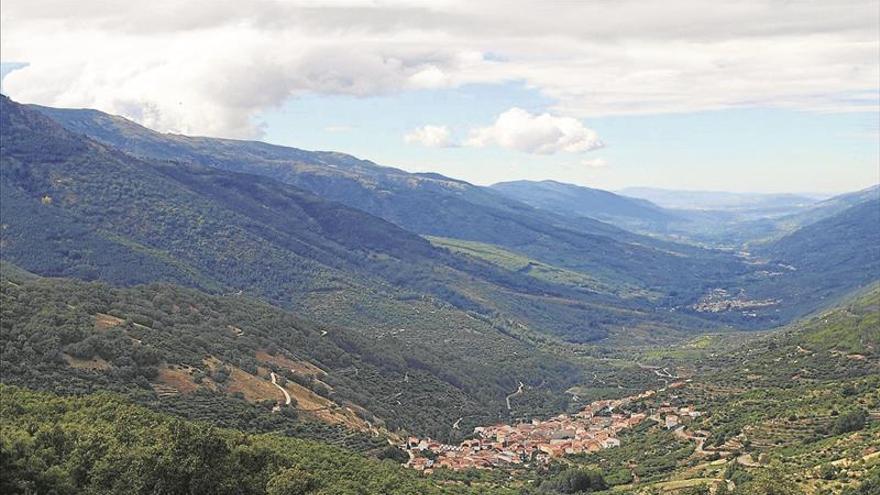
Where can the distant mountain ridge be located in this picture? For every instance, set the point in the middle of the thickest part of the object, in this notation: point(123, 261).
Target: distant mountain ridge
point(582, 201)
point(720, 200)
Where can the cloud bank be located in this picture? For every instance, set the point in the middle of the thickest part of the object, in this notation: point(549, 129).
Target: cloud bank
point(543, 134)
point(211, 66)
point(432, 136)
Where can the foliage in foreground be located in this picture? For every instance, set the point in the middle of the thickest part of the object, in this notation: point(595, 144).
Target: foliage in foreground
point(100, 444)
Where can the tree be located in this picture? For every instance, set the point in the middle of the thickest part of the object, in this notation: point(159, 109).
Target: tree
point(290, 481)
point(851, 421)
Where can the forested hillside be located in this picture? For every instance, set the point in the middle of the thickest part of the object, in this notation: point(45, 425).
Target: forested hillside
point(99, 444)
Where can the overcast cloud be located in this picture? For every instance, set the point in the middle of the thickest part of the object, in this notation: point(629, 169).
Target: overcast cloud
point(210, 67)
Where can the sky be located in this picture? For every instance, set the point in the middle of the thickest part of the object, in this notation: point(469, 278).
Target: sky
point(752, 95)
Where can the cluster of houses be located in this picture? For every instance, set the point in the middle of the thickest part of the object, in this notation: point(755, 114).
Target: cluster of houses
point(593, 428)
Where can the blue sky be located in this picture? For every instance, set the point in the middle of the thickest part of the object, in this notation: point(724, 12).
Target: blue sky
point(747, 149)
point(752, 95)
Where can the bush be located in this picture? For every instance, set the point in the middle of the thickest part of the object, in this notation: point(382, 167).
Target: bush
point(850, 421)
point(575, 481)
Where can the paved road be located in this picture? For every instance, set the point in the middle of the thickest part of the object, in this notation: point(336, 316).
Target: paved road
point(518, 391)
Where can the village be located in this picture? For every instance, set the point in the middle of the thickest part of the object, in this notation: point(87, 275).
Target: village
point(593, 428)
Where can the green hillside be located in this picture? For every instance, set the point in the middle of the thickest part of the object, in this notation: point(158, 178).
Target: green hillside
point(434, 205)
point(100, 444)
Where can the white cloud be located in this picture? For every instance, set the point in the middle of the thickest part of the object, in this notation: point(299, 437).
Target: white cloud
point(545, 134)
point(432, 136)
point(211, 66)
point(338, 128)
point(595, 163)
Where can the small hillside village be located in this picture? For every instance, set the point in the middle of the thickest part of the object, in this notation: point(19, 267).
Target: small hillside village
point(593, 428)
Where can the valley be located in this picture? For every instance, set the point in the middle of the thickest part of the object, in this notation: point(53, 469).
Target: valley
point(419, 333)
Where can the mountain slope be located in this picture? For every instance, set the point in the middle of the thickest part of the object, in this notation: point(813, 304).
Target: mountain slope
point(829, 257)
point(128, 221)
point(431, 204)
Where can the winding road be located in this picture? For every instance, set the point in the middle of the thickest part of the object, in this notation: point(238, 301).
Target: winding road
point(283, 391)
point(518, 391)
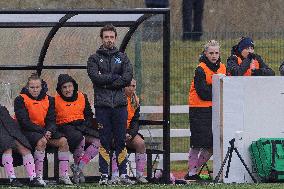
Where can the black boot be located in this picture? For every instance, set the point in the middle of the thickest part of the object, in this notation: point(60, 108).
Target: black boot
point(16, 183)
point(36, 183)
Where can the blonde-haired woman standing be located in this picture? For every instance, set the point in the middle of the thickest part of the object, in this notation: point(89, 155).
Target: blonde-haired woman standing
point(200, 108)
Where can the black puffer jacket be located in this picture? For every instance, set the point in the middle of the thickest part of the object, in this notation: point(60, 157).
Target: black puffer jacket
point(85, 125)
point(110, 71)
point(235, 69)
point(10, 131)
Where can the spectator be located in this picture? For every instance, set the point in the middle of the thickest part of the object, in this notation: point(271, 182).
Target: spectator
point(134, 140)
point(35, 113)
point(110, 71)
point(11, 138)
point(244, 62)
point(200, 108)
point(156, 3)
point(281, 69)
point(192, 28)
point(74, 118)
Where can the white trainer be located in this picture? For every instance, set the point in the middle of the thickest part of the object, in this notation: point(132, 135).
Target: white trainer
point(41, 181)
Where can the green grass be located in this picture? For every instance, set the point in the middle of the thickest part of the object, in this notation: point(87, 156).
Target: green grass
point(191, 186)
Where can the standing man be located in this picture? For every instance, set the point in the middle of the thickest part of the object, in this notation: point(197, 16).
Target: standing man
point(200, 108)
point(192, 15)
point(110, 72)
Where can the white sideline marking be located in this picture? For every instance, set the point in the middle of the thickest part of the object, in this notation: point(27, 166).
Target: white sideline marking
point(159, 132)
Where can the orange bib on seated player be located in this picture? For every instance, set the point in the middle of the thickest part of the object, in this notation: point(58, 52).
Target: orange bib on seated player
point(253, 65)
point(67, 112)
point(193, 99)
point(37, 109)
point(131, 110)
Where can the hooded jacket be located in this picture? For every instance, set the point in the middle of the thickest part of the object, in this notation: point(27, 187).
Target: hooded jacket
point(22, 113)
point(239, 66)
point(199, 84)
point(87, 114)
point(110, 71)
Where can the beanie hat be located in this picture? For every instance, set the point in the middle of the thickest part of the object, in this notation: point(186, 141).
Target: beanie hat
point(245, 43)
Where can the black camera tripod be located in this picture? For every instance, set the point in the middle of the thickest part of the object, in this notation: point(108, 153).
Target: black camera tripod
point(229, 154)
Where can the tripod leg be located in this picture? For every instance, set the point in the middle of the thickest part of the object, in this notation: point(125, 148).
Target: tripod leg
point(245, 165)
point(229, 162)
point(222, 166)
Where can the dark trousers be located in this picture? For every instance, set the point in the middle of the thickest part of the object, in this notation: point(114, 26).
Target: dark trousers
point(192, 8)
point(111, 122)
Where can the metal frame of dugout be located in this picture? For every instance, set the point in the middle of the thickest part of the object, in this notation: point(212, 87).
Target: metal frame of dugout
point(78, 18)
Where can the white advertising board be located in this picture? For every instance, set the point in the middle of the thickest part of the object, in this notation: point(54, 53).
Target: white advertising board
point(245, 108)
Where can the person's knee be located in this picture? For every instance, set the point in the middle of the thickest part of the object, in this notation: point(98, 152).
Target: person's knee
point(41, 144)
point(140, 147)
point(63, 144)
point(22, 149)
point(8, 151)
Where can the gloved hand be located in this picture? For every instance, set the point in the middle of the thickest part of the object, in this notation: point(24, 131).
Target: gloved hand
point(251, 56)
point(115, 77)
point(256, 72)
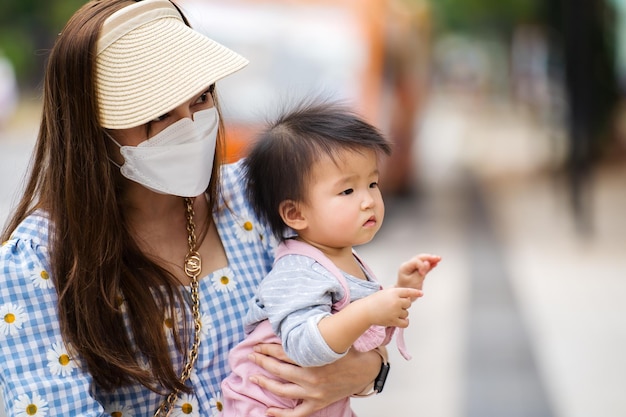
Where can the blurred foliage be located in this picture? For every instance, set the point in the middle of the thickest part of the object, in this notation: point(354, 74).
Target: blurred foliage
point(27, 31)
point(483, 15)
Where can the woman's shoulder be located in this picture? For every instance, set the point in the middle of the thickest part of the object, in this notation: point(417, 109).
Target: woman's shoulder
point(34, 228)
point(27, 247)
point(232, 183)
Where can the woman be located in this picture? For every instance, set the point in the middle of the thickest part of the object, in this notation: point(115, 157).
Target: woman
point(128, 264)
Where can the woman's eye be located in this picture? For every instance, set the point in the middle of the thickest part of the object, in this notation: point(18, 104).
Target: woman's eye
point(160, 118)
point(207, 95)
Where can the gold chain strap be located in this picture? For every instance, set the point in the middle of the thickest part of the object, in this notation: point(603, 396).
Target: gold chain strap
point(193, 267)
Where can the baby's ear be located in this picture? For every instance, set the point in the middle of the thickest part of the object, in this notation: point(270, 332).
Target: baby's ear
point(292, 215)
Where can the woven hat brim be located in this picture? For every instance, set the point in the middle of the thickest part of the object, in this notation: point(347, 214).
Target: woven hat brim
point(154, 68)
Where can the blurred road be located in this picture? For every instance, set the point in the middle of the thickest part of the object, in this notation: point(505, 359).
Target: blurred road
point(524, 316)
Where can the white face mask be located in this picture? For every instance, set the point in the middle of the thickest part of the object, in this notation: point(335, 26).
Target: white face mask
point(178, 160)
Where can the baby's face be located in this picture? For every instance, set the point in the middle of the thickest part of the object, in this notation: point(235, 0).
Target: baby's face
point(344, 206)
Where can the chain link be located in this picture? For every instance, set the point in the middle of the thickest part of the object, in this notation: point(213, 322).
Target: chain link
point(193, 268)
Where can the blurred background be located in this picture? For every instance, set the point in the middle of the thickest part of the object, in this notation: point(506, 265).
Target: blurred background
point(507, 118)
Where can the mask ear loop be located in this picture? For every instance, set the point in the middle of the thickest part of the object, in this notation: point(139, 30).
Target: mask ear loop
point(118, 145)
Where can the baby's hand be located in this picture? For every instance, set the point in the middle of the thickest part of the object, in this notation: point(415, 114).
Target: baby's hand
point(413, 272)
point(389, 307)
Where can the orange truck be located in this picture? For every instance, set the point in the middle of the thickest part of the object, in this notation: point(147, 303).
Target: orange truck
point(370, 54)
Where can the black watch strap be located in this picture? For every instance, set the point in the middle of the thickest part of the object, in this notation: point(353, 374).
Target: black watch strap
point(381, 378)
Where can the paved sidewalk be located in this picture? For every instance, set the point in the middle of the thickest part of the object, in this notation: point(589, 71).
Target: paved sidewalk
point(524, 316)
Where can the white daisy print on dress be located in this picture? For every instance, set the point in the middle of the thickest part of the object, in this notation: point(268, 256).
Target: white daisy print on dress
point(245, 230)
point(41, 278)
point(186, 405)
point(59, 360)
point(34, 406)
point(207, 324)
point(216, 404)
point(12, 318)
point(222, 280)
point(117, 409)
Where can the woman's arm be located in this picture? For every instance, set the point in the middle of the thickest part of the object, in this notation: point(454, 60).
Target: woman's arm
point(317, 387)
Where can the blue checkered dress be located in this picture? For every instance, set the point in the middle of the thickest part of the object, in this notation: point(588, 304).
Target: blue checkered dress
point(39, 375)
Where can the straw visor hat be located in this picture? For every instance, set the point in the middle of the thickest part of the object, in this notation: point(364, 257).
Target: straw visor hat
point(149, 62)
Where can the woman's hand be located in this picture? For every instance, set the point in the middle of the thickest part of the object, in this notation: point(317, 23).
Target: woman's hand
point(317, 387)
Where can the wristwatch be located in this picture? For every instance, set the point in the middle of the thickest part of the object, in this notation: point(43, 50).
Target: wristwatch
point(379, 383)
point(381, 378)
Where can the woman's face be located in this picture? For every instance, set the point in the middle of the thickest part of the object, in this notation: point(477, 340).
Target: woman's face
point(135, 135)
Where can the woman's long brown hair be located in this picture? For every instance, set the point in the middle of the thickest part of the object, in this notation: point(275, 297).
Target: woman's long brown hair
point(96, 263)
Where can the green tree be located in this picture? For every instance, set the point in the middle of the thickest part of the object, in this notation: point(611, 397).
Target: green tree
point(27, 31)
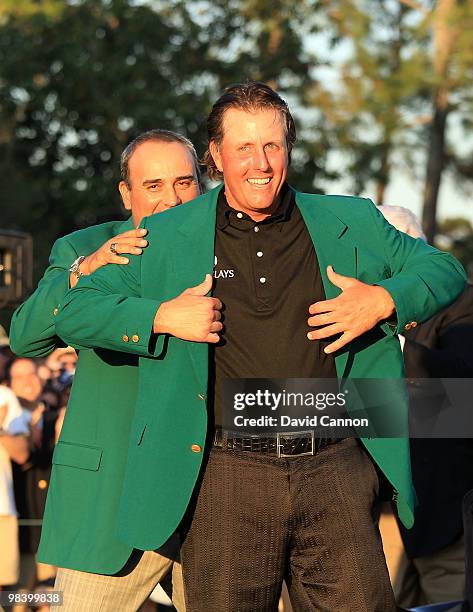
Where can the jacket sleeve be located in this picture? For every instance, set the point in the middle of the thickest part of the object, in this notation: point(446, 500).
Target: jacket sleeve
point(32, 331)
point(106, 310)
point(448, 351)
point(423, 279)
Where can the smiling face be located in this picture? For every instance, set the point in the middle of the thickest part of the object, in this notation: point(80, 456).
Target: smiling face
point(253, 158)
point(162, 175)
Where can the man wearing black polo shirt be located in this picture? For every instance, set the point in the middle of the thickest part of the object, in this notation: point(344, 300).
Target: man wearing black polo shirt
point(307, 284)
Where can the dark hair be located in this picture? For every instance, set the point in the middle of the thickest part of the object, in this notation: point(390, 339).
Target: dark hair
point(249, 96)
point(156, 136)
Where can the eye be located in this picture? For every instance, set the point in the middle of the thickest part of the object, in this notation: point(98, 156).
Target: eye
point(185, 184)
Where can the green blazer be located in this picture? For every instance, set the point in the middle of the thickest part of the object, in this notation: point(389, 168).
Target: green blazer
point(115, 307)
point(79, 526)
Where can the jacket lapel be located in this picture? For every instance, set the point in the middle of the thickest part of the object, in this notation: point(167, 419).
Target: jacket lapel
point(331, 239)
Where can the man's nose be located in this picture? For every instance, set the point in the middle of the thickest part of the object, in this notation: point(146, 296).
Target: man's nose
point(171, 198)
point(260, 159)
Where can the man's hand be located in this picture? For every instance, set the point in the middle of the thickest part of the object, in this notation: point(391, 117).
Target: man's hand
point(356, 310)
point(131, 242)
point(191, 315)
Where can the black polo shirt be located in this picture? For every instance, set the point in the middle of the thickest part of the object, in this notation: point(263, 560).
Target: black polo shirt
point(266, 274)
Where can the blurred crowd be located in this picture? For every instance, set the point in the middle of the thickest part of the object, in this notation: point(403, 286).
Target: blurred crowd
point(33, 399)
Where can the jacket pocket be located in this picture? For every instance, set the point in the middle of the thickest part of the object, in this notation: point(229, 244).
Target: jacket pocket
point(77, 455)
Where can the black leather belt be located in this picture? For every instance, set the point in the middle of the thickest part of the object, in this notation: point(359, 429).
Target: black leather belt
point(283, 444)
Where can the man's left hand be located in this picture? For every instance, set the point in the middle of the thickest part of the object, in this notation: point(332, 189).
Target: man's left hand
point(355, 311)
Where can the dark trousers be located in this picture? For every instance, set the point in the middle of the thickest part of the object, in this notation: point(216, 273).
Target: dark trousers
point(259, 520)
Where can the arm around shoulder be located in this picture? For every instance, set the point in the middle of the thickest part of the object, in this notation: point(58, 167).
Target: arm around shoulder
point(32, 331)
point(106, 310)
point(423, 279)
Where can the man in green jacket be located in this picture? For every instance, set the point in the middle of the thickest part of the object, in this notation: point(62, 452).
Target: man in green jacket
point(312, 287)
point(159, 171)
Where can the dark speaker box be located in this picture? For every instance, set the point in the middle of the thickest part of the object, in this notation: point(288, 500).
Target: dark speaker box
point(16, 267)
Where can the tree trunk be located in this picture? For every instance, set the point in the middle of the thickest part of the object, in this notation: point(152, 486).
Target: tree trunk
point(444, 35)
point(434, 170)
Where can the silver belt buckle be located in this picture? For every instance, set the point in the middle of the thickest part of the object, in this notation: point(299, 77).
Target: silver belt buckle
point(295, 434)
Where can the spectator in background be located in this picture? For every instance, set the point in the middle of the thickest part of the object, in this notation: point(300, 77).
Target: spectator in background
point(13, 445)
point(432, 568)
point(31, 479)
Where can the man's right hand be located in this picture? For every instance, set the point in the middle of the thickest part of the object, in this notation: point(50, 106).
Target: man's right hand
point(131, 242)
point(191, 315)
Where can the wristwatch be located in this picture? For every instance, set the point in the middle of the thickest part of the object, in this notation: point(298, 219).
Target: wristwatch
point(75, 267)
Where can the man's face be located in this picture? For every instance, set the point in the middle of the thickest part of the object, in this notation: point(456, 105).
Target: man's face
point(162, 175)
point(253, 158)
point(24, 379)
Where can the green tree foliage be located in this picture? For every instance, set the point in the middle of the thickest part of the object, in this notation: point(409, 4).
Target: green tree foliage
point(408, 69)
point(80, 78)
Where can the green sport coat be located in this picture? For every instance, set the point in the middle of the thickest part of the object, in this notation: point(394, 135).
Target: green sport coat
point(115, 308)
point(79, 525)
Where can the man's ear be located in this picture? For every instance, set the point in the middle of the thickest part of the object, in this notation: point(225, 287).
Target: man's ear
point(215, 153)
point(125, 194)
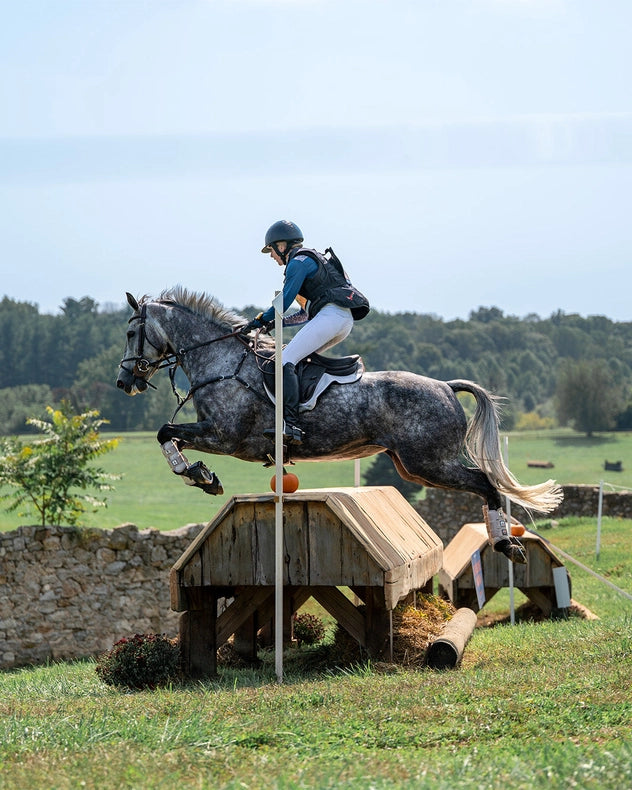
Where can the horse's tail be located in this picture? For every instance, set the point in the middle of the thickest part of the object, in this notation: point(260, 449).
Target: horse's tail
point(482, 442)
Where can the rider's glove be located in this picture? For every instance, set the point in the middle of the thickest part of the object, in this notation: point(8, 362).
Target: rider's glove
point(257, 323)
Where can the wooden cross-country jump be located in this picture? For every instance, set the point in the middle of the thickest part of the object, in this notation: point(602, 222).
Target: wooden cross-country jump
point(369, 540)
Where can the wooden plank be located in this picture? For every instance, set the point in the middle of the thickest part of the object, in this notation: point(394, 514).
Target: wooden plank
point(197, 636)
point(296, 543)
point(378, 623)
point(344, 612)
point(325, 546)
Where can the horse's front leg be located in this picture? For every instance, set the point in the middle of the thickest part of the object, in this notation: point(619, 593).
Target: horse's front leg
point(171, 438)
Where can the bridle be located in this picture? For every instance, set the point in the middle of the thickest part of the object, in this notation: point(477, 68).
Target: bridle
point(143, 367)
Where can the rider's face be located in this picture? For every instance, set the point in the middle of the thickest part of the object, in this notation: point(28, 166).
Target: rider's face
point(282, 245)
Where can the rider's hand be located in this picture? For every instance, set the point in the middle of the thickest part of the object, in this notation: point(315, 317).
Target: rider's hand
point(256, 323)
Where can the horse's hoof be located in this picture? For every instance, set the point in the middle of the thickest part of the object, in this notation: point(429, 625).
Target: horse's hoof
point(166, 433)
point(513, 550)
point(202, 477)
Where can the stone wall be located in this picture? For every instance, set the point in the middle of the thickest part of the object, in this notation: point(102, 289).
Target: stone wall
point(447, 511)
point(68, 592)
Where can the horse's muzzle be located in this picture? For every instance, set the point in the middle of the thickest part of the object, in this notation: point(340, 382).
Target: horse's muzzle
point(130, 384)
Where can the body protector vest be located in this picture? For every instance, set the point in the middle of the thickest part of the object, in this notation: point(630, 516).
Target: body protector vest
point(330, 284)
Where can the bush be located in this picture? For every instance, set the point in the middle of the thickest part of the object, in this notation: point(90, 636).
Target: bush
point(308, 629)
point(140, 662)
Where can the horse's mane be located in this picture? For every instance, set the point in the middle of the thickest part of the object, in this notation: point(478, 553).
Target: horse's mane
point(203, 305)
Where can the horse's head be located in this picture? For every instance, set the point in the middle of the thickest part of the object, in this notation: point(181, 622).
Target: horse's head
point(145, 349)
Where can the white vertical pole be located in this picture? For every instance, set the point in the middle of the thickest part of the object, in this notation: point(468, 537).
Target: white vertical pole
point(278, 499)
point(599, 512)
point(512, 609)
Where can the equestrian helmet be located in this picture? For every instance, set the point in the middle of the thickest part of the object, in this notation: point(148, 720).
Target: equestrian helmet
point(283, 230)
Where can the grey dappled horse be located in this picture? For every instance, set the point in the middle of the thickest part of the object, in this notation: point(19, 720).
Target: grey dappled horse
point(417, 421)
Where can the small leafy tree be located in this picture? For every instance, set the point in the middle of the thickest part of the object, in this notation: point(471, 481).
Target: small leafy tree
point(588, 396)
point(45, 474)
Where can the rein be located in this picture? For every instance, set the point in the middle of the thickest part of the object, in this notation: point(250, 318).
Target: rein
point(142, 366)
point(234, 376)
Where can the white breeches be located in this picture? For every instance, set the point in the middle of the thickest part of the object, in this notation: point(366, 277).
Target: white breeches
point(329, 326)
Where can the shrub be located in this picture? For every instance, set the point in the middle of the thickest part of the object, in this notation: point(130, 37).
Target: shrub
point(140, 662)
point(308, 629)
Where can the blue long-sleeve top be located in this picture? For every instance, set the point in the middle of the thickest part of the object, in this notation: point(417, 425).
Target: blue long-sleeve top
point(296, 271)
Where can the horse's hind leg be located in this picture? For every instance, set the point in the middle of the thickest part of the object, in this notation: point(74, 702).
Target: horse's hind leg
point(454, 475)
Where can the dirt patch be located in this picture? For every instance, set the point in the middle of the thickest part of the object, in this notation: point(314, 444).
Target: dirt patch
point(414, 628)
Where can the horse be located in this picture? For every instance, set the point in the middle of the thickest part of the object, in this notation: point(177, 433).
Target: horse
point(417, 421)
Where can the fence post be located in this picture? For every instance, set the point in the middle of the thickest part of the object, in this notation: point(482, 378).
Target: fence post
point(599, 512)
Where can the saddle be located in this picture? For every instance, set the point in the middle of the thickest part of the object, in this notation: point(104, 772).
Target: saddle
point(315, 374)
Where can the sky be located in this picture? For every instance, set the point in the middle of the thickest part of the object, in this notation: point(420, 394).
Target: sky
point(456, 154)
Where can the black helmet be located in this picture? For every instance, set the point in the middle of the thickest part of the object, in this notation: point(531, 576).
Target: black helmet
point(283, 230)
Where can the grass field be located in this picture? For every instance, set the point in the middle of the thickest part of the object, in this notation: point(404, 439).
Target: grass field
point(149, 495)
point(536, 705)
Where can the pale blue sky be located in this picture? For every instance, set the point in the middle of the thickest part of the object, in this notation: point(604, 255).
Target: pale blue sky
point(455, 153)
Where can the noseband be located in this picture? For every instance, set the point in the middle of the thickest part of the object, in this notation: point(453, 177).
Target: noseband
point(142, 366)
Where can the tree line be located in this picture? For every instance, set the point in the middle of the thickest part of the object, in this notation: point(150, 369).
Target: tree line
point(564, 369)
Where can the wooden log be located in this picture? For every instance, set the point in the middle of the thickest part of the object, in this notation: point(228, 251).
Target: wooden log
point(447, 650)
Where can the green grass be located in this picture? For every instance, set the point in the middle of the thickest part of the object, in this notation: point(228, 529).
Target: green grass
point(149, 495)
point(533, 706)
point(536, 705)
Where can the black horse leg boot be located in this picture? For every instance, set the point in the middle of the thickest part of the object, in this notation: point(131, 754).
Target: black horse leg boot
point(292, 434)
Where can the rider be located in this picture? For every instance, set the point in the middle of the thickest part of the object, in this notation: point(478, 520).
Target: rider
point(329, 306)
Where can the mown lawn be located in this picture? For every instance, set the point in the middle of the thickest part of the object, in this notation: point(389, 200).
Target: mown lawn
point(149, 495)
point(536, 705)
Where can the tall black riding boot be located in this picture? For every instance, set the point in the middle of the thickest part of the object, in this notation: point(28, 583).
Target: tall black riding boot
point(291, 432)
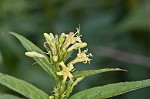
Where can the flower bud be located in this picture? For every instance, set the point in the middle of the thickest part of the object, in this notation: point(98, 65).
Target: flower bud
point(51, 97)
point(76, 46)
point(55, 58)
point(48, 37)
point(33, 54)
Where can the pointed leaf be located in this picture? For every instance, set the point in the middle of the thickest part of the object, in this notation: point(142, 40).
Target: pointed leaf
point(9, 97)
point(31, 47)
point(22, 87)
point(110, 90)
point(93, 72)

........

### WHAT IS ASKED
Transcribe everything from the line containing "Where can the beanie" down to the line containing "point(245, 43)", including both of those lines, with no changes.

### WORKED SOLUTION
Where can the beanie hat be located in this picture? For every instance, set the point in the middle of the thickest part of the object, in this notation: point(186, 141).
Target: beanie hat
point(245, 43)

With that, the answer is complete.